**EXERCISE AIM**
Only one stretch of the records below should be repeated. It starts with the line containing "of the white" and goes on through the line containing "of the grass.", exactly as written.

(Collection entries)
[Start of Attachment]
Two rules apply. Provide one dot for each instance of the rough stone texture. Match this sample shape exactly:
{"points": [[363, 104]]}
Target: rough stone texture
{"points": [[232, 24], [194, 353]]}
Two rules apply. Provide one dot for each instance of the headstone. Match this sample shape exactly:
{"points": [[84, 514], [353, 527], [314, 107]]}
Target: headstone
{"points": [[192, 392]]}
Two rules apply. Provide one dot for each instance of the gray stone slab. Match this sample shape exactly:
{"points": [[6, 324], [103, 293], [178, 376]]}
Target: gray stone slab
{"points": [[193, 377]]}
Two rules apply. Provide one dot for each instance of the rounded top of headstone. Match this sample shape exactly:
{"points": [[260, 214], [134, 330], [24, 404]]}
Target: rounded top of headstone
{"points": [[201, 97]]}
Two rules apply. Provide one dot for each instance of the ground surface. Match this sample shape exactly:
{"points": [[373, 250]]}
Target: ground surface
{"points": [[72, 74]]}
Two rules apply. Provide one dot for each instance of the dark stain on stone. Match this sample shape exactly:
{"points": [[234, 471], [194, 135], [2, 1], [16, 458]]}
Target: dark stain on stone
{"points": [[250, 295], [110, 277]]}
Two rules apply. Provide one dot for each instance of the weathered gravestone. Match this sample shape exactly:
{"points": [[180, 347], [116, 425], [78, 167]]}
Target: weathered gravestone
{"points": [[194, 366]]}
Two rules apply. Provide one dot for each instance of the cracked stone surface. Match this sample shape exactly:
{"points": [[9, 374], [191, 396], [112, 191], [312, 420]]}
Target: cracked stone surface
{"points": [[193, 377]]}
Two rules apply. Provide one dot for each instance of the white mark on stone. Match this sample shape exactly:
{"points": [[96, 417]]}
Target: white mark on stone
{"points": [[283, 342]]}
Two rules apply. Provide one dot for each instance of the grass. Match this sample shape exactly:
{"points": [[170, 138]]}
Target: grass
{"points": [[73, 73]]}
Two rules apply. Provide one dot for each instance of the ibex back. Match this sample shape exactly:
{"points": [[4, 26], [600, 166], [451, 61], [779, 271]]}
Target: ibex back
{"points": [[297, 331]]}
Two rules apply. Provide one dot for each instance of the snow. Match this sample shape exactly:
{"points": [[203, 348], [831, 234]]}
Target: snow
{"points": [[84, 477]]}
[End of Attachment]
**RESPONSE BOX**
Two rules apply. Provide one dot for each instance of the white mark on stone. Match this sample shape exactly:
{"points": [[96, 417]]}
Target: white mark on stone
{"points": [[283, 342]]}
Two rules apply. Provide one dot for each instance of the grass. Match this sample shape exactly:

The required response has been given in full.